YOUR OBJECTIVE:
Copy out every line of the data that contains the string "golden", matching case exactly.

DATA PROVIDED:
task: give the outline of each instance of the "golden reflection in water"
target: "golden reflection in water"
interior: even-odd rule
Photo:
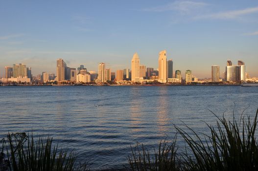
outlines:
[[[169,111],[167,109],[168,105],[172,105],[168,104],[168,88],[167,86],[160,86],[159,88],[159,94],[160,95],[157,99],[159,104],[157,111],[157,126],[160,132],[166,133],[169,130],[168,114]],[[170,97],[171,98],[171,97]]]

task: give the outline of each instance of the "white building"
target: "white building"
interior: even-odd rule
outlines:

...

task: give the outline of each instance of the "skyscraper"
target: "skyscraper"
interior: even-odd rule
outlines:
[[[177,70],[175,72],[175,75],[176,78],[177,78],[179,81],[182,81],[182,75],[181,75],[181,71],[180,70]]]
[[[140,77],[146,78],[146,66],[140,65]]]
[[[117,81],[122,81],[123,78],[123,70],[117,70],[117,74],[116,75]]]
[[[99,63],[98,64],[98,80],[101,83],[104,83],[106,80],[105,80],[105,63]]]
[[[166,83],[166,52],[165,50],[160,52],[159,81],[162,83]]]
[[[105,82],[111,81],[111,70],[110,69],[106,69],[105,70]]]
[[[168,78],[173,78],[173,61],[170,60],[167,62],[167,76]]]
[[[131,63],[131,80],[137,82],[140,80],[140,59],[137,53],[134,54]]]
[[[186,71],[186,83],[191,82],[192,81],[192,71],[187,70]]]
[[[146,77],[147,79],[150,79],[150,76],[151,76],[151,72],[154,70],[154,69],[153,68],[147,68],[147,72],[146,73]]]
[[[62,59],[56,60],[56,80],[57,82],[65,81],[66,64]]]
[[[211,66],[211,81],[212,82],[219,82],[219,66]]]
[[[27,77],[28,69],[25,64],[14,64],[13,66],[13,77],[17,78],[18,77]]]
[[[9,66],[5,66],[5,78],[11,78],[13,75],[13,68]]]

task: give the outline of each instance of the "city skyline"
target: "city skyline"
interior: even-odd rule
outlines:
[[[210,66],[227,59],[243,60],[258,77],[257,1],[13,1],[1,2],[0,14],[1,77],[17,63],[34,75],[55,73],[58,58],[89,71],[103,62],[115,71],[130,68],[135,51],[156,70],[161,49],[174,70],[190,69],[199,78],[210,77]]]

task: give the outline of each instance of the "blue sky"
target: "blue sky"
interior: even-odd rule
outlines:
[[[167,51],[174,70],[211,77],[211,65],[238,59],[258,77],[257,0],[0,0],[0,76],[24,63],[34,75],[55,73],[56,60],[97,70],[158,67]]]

SOLUTION BELOW:
task: give the outline of each instance of the "golden reflection in water"
target: "golden reflection in water"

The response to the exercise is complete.